====== Отрывок ======

В детстве я прочитал во время болезни гигантский роман Сергеева-Ценского «Севастопольская страда»; думаю, что немногие способны на такой подвиг. Читателям, у которых хватило сил перемолоть такие сочинения, как «Россия, кровью умытая» Артёма Весёлого, или кошмарную четырёхтомную эпопею Фёдора Панфёрова «Бруски», следовало бы выдавать особую награду. Стать новым Толстым всю жизнь мечтал Александр Фадеев; первые главы эпоса «Чёрная металлургия» показывают, что из этого могло бы получиться. Какой-нибудь Анатолий Иванов с его сагой «Вечный зов», Сергей Сартаков с трехтомными «Хребтами Саянскими», одолеть которые так же трудно, как взобраться на Эверест, Георгий Марков со стопудовой «Сибирью», Иван Стаднюк с многоэтажной «Войной», маститые авторы увесистых, как кули с мукой, исторических, революционных, военных, колхозных и индустриальных повествований – всё это не было случайной модой, но тянулось десятилетиями, а многоосная колесница Александра Солженицына служит доказательством, что традиция многоглаголания не умерла и днесь.

Быть может, некоторые новые стимулы для неё представляет современный русский язык. Этот язык, сохранивший эллинские черты, утратил лаконизм языков древности. Он потерял и вкус к той экономии, которая определяла стилистику русской прозы во времена, когда она ещё находилась под обаянием французской литературы XVIII века. Взамен он приобрёл скверную привычку махать руками там, где можно ограничиться движением бровей.

Писание – это война с хаосом. Нет ничего притягательнее, чем зов хаоса, будь то стихия жизни или хаос собственной души; броситься ему навстречу, погрузиться в него – нет большего соблазна. Тут мы выходим за пределы искусства, потому что тяга к безмерности, тайная любовь к хаосу и наркотическая завороженность стихией – быть может, самая сильная страсть русской души. И можно сказать, что русская литература укротила эстетически русскую душу, подобно тому как авторитарная государственность укрощала её другими средствами. Литература – терапия души. Для мастера, имеющего дело со словом, это означает укрощение стихии языка.

====== Исходные данные ======

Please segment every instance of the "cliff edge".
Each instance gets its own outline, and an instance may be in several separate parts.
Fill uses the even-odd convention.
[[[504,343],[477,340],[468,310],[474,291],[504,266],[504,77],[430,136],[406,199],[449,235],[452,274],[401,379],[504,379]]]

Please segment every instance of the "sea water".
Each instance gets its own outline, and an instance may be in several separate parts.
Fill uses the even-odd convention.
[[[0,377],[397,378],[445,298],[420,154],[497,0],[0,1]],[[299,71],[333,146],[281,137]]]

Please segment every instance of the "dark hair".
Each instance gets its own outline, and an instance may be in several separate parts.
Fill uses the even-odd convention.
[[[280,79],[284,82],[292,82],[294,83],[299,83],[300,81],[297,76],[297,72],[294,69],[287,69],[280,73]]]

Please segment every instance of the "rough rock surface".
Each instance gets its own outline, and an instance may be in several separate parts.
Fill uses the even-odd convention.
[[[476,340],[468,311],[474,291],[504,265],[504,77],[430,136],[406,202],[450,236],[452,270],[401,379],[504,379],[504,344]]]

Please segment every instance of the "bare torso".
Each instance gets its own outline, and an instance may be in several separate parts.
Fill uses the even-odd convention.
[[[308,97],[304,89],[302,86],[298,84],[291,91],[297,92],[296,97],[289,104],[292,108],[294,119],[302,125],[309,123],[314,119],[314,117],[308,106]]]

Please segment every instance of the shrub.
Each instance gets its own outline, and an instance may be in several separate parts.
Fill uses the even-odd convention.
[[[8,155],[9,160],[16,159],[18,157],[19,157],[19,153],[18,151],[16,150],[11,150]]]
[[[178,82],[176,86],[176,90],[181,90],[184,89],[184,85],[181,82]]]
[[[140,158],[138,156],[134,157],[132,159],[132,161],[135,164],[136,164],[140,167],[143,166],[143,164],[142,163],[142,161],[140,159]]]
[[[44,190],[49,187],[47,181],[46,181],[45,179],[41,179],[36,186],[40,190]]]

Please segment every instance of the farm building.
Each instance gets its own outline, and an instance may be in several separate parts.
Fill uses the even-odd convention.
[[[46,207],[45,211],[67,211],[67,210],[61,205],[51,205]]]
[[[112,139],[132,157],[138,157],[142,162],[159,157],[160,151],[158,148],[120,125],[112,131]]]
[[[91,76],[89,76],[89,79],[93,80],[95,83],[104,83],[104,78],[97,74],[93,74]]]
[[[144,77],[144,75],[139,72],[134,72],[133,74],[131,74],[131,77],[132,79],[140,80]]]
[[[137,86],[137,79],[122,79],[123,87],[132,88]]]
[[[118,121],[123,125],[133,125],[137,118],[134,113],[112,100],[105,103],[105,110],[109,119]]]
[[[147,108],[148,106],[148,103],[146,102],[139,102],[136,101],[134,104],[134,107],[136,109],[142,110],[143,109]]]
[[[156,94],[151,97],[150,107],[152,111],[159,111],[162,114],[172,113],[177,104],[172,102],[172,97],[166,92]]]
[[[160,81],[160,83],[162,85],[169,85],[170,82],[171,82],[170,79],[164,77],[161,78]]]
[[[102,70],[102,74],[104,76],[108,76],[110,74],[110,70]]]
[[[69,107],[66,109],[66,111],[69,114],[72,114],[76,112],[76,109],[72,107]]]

======

→ Задания:
• a. Ответьте на вопросы по отрывку:
(i) Какой роман, согласно отрывку, был прочитан в детстве во время болезни?
(ii) Какую скверную привычку, по словам отрывка, приобрёл современный русский язык?
(iii) Чем в отрывке названо писание?
• b. Пожалуйста, выпишите из отрывка все названия упомянутых в нём произведений.
• c. Продолжите отрывок о русской прозе после его последнего предложения.
Записи для работы не понадобятся.

→ Ответы:
• a.
(i) Гигантский роман Сергеева-Ценского «Севастопольская страда».
(ii) Махать руками там, где можно ограничиться движением бровей.
(iii) Войной с хаосом.

• b.
«Севастопольская страда»
«Россия, кровью умытая»
«Бруски»
«Чёрная металлургия»
«Вечный зов»
«Хребты Саянские»
«Сибирь»
«Война»

• c.
Наш язык хаотически-многоречив, избыточен и неопрятен, в нём есть какая-то непреодолимая тяга к информационным шумам. Пыльные хвосты прилагательных, мусор плеоназмов одинаково свойственны языку деловых бумаг, журнальных статей, языку народа и языку посредственной литературы. Высокая энтропийность языка – первый признак плохого писателя. Мы говорили о предках. Подумаем, сколько вреда принёс примитивно понятый совет Пушкина учиться языку у московских просвирен. Поколения писателей оказались в плену у этого языка, сложилась целая традиция лубочной словесности, – что с ней делать, куда деваться от этих сказителей, уверенных, что они возвращают народу его природную речь, между тем как народ давно уже изъясняется на языке газеты. Нет, литература – это война с языком, с расхристанностью русского языка; писатель управляет языком, как генерал-губернатор – покорённой провинцией. И нет ничего более очищающего душу, чем чтение хороших стилистов.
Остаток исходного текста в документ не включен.